● **Referring expression data**:
──────────────────────────────

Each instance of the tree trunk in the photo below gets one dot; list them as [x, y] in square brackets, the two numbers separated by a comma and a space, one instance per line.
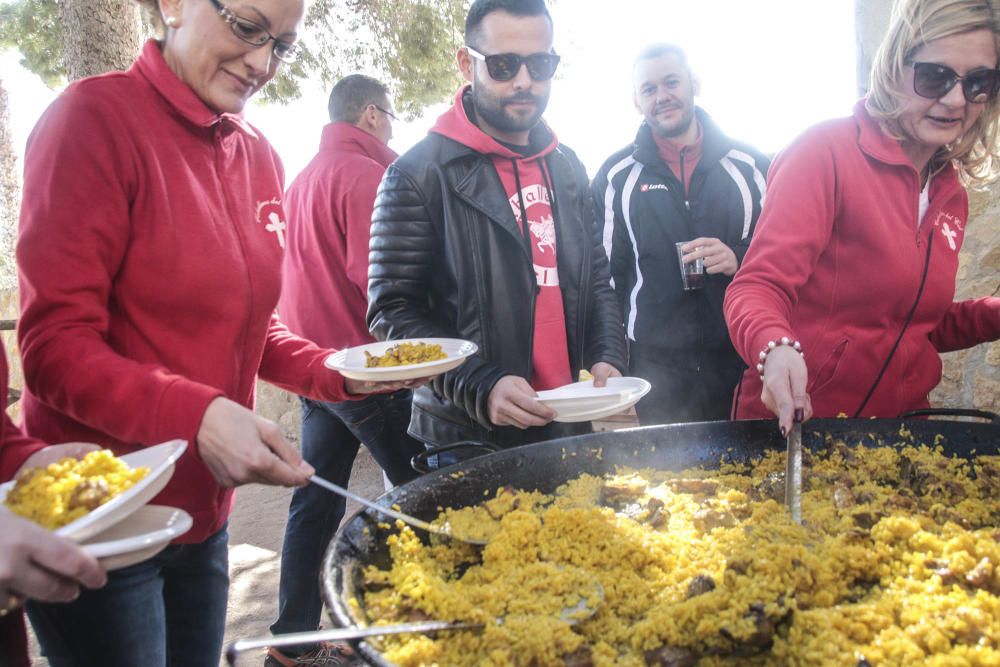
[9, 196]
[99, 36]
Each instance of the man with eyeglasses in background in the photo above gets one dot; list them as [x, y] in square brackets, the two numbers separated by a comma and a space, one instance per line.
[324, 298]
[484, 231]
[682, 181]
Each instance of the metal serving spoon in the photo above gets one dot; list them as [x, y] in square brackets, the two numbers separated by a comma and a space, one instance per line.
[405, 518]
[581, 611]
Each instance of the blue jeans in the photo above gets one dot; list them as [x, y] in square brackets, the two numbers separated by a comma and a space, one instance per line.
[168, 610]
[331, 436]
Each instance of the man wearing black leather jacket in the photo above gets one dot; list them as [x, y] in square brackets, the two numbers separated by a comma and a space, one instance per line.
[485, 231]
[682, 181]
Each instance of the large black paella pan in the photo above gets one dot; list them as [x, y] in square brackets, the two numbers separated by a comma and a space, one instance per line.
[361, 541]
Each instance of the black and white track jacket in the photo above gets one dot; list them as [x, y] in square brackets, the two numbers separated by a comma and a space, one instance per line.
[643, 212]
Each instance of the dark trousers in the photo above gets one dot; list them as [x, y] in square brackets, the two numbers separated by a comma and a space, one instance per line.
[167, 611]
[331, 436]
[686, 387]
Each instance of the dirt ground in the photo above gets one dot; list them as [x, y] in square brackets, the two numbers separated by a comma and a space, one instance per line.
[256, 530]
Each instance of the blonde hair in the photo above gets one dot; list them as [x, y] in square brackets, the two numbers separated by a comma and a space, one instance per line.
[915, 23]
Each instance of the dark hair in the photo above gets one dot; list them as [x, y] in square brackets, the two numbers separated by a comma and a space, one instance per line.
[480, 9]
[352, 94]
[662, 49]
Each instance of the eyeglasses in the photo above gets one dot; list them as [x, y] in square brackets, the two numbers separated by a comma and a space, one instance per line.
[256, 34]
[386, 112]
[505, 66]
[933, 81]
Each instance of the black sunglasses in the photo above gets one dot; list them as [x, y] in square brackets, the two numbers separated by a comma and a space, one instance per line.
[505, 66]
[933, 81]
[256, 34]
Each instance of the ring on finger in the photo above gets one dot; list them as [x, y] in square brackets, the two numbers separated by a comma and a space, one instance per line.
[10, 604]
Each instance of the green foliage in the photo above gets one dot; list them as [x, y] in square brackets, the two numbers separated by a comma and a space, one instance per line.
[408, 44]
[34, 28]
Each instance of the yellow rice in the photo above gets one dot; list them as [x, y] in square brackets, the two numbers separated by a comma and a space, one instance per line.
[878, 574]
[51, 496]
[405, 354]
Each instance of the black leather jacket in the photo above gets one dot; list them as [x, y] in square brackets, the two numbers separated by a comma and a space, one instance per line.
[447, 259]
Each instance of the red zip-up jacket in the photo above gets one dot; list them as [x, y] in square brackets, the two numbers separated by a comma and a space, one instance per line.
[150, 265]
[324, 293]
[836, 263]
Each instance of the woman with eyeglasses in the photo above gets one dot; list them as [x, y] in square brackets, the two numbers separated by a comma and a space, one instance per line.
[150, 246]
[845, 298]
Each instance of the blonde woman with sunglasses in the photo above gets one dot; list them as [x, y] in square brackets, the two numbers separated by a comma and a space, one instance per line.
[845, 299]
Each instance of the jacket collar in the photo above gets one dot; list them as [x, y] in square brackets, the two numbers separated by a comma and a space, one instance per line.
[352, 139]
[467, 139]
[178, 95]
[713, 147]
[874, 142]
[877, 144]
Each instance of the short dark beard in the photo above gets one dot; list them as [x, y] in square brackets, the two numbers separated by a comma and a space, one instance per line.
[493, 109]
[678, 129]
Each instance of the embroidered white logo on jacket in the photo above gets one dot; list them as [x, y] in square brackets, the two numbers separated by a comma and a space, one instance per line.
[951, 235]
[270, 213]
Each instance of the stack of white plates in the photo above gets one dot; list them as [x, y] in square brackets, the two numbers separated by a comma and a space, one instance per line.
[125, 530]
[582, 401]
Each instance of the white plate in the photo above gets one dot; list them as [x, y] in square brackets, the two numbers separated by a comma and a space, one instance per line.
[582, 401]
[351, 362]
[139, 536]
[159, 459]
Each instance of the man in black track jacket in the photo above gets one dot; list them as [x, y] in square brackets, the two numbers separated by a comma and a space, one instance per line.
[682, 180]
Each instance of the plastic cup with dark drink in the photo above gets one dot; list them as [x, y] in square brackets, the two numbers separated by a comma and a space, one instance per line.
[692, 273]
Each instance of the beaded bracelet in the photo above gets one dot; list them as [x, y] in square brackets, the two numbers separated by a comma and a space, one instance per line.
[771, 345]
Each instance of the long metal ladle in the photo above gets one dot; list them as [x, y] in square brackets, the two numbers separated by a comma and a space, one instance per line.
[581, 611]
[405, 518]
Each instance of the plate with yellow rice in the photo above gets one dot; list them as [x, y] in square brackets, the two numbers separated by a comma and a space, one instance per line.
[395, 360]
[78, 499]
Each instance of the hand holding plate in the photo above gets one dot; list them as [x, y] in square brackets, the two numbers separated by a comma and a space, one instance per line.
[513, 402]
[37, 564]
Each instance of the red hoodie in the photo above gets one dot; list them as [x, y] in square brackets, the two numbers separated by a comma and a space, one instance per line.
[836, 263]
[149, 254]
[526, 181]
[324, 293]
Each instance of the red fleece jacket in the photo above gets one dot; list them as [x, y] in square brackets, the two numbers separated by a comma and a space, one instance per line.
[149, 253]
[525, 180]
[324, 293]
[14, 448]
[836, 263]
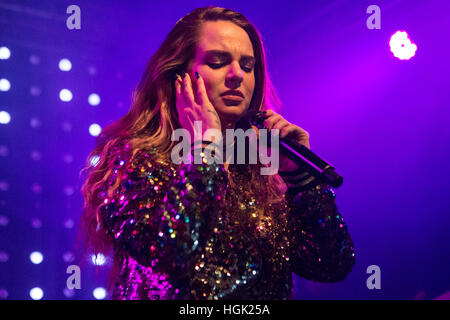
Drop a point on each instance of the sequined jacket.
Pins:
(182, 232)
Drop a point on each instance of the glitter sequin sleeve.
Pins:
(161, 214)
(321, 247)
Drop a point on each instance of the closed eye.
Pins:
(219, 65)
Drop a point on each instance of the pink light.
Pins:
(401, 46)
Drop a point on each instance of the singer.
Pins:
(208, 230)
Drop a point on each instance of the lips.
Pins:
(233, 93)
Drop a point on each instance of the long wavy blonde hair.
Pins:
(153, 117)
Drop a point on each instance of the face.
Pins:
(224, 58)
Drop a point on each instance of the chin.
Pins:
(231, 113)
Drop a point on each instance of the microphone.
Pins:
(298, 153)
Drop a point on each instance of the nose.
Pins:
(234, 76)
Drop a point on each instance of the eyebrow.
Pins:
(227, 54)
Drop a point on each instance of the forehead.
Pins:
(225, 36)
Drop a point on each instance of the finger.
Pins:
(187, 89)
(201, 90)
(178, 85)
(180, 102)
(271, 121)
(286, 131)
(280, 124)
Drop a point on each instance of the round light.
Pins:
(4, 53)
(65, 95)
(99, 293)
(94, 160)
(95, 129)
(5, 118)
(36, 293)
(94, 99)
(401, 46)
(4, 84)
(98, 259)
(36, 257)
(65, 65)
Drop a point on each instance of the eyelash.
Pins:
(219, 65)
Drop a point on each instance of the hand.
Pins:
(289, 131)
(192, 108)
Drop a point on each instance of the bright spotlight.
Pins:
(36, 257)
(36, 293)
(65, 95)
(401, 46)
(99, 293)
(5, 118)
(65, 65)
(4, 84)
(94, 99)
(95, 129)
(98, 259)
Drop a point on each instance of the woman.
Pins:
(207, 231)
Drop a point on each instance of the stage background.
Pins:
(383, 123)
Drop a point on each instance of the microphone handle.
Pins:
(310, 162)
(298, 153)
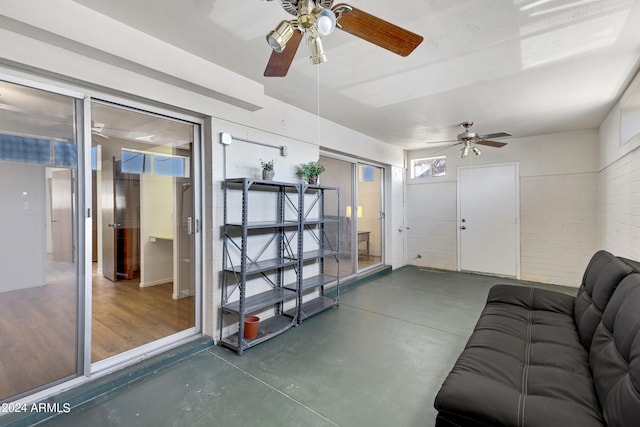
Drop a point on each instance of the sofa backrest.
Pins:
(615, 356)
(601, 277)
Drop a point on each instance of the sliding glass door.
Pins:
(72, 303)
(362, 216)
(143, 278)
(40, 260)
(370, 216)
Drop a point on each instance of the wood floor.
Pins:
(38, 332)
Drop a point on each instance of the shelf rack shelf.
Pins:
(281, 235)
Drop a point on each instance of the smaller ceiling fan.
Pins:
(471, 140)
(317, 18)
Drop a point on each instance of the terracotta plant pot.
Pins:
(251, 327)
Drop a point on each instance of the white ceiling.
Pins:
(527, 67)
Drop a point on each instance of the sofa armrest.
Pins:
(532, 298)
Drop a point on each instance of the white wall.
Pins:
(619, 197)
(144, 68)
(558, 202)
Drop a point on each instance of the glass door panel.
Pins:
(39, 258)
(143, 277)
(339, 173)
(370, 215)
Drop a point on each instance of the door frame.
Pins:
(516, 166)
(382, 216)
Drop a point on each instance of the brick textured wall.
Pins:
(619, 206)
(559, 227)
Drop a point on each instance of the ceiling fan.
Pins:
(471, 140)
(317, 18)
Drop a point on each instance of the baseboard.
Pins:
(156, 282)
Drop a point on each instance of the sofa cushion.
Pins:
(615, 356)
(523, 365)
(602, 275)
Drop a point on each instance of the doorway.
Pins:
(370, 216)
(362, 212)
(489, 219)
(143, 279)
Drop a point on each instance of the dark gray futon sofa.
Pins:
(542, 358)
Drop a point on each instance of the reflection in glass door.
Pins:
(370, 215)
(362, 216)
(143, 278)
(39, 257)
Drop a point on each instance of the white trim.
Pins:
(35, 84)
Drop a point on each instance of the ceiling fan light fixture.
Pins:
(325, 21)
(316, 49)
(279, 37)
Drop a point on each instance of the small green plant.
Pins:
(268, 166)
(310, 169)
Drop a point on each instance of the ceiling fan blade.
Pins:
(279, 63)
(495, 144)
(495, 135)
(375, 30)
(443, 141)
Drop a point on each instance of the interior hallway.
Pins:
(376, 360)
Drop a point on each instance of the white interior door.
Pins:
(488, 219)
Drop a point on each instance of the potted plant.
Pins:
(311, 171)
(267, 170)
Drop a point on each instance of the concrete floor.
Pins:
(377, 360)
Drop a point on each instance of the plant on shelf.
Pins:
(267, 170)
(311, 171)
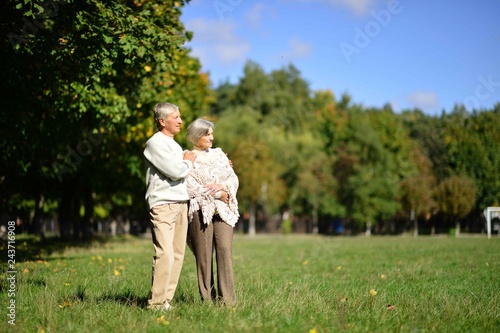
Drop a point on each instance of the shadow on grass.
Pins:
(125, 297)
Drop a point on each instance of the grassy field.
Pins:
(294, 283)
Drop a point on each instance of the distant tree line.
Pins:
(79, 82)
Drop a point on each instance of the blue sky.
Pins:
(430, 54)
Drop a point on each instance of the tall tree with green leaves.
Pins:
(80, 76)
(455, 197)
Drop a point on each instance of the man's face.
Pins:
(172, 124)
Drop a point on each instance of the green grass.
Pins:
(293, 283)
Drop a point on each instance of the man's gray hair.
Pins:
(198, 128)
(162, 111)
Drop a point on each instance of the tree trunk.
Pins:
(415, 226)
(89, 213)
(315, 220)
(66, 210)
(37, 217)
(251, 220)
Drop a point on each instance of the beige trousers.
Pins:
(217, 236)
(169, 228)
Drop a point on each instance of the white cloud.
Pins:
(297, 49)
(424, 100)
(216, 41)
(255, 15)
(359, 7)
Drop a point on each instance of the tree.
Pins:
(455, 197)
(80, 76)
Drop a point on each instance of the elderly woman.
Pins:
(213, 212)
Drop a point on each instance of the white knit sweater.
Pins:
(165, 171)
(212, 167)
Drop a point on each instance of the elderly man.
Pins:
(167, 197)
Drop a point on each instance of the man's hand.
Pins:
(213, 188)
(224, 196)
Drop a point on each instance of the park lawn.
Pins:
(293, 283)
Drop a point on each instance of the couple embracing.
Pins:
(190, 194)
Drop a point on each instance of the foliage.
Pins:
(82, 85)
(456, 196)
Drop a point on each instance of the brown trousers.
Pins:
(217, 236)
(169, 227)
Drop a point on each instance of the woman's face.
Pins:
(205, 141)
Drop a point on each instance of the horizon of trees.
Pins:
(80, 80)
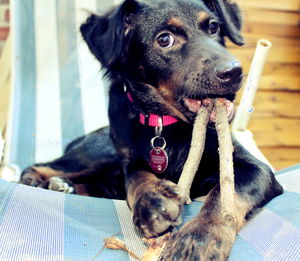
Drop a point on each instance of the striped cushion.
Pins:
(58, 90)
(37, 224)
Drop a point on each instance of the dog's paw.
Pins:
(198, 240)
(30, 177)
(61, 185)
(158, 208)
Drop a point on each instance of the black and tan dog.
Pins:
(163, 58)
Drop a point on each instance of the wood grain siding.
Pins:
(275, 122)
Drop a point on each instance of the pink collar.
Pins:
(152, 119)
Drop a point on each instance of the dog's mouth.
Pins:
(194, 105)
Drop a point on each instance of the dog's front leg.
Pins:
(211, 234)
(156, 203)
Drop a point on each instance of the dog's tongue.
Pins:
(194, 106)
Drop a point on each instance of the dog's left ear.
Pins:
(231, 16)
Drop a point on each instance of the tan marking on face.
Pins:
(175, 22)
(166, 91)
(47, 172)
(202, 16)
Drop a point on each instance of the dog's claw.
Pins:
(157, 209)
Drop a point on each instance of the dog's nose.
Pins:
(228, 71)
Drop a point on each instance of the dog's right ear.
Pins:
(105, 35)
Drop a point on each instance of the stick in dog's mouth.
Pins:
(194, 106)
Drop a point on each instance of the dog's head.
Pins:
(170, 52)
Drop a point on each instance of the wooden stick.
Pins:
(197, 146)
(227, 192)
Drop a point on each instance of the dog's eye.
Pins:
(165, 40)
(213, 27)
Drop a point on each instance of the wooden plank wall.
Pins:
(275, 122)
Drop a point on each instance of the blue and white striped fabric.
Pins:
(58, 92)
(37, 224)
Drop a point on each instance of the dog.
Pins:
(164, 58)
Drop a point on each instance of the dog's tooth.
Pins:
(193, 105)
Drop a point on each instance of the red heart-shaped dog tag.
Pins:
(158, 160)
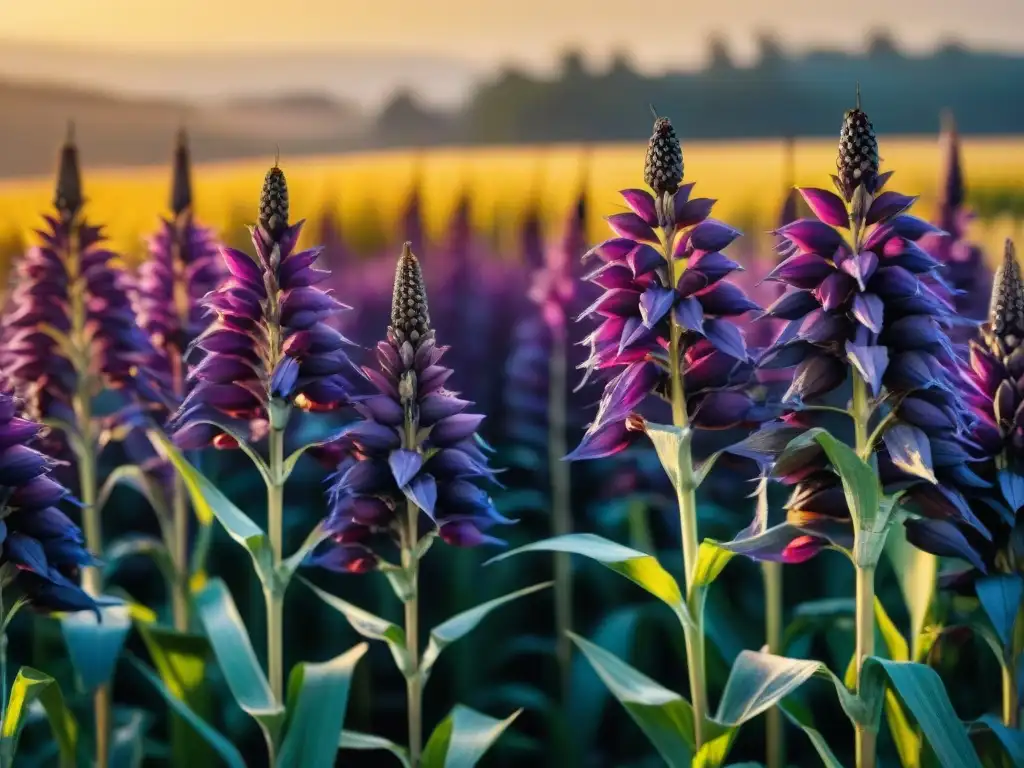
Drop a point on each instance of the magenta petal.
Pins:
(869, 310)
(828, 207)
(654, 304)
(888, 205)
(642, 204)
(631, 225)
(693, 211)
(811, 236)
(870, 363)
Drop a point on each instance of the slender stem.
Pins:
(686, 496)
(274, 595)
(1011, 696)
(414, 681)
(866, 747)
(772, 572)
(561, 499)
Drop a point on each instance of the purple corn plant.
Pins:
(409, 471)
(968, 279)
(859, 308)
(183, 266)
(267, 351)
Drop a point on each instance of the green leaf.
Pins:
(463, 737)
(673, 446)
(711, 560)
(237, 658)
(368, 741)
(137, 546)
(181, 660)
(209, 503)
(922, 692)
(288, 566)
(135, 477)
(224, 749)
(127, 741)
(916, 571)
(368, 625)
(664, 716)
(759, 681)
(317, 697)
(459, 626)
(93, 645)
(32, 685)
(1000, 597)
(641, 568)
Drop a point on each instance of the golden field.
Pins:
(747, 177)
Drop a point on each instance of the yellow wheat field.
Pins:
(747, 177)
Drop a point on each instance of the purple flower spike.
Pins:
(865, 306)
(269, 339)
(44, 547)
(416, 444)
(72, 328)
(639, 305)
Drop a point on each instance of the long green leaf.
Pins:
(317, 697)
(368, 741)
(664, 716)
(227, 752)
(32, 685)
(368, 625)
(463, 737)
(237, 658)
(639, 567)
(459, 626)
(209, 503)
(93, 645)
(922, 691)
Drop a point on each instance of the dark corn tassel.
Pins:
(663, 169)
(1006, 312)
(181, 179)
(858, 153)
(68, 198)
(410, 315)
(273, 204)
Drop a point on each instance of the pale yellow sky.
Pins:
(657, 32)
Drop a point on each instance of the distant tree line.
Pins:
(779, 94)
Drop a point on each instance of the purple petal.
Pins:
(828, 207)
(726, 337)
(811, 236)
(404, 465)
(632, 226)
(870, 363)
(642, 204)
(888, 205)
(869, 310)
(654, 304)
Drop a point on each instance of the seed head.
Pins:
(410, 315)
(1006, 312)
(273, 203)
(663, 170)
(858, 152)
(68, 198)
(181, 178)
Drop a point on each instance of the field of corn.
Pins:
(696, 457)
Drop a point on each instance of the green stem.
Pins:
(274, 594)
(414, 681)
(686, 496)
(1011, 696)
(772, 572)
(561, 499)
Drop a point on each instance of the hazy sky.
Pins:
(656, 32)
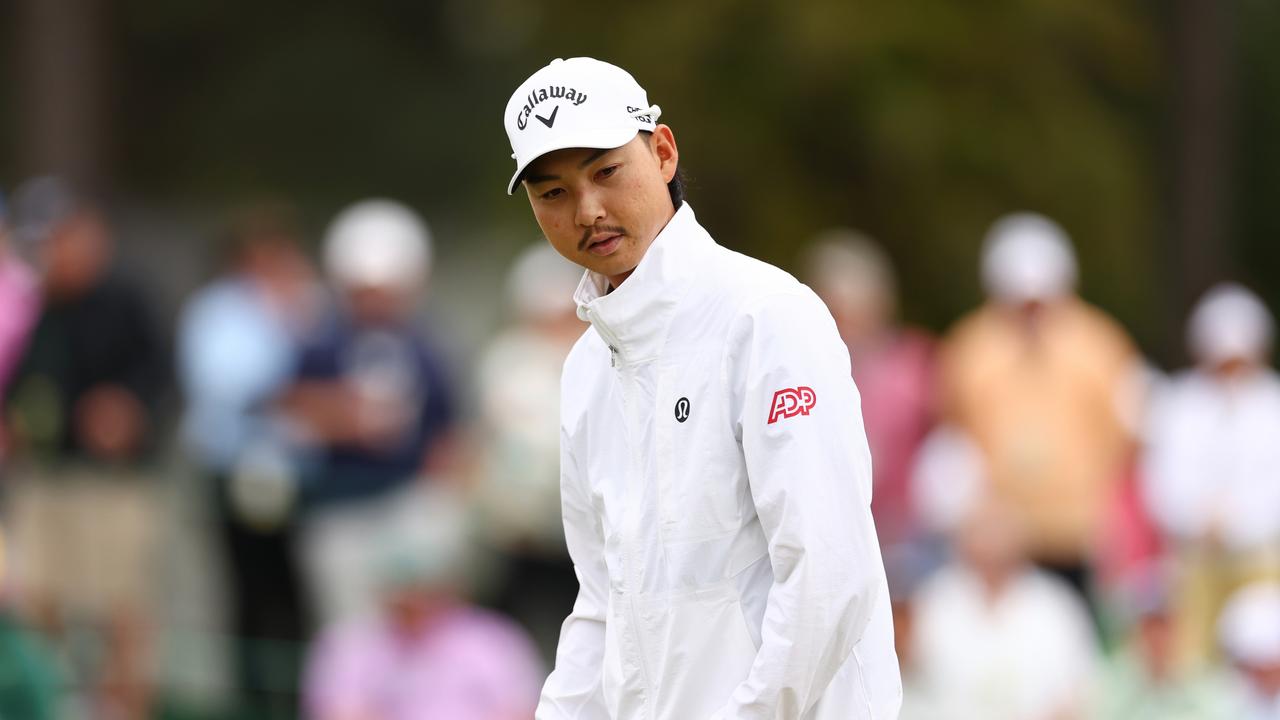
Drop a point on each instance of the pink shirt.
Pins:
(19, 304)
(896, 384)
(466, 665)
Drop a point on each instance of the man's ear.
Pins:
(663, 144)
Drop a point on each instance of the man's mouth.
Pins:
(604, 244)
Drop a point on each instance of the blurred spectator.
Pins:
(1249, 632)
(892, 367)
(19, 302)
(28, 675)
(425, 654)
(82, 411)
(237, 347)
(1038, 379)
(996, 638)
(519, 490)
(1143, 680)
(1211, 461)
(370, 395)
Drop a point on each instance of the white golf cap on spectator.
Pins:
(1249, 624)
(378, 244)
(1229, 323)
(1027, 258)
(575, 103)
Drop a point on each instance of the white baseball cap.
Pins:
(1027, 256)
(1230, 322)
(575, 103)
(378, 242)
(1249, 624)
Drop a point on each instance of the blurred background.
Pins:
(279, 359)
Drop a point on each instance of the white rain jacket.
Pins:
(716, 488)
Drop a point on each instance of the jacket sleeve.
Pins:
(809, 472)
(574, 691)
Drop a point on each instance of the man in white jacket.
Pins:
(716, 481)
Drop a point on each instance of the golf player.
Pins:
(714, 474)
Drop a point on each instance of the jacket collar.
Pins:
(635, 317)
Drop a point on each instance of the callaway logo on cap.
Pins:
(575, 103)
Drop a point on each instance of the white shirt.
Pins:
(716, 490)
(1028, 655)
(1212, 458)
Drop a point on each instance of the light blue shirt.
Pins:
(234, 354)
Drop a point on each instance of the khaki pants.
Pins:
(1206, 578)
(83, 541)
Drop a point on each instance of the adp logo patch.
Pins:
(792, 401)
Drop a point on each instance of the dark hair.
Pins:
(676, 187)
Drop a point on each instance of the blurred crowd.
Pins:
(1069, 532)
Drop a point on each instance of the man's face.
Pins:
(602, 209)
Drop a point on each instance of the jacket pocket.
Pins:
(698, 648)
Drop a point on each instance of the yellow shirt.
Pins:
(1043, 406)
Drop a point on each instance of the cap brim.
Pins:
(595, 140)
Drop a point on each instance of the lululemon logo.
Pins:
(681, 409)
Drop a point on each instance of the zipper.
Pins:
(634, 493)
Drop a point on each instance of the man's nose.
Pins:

──────────────────────────────

● **Task brief**: Could you state how many lines in the entries contain the word "striped"? Reply with nothing but the number.

● **Task output**: 2